==== DOCUMENT SEGMENT
Table of Contents

CloudClaw: A Recoverable Execution Substrate for Multi-Tenant LLM Agents

Jinyao Liu (刘晋尧)2026-04-13LLM, Agent, Scheduling

As large language model (LLM) agents evolve from prompt-based systems into autonomous multi-step executors, a new class of system challenges emerges: how to reliably execute large numbers of long-running, multi-tenant agent tasks in cloud environments.

Existing approaches based on container orchestration are insufficient to meet these requirements.

The Problem

In real deployments, there is also a hard infrastructure constraint that is often overlooked: a single host machine can only run a limited number of containers at the same time.

This limit comes from CPU, memory, file descriptors, process scheduling overhead, container runtime limits, and overall system stability. As the number of users grows, a naive “one task, one fresh container” approach quickly hits a scaling bottleneck. Even before GPU or model inference becomes the dominant constraint, the host may already be unable to create or sustain more isolated execution environments.
========
=== EXERCISE BRIEF ===
Extract, word for word, everything in the CloudClaw article from "CloudClaw: A Recoverable" down to "meet these requirements.". Work only from the CloudClaw article and bring in nothing from other sources.
==== SUPPLIED RECORDS
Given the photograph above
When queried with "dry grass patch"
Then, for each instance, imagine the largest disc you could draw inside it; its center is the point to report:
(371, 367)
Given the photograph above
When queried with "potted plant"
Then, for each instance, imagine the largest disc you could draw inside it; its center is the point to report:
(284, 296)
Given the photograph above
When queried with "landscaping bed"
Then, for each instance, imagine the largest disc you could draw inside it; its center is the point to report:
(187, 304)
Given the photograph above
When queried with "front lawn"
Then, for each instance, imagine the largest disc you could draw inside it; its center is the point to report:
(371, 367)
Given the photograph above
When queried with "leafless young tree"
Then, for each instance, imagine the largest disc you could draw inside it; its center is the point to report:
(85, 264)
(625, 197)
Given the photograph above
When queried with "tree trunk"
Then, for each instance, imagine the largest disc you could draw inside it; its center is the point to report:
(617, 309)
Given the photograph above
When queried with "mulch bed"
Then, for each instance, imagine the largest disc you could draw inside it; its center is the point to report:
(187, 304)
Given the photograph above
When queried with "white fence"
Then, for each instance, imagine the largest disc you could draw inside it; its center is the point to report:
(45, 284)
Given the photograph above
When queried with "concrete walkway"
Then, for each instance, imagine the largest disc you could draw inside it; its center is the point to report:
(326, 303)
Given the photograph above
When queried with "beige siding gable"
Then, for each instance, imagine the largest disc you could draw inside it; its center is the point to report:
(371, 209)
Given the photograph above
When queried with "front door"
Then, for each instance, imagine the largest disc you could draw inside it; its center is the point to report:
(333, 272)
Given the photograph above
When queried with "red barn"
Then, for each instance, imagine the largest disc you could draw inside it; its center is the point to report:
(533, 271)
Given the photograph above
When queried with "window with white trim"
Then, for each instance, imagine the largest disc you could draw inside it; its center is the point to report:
========
=== EXERCISE RESULT ===
CloudClaw: A Recoverable Execution Substrate for Multi-Tenant LLM Agents

Jinyao Liu (刘晋尧)2026-04-13LLM, Agent, Scheduling

As large language model (LLM) agents evolve from prompt-based systems into autonomous multi-step executors, a new class of system challenges emerges: how to reliably execute large numbers of long-running, multi-tenant agent tasks in cloud environments.

Existing approaches based on container orchestration are insufficient to meet these requirements.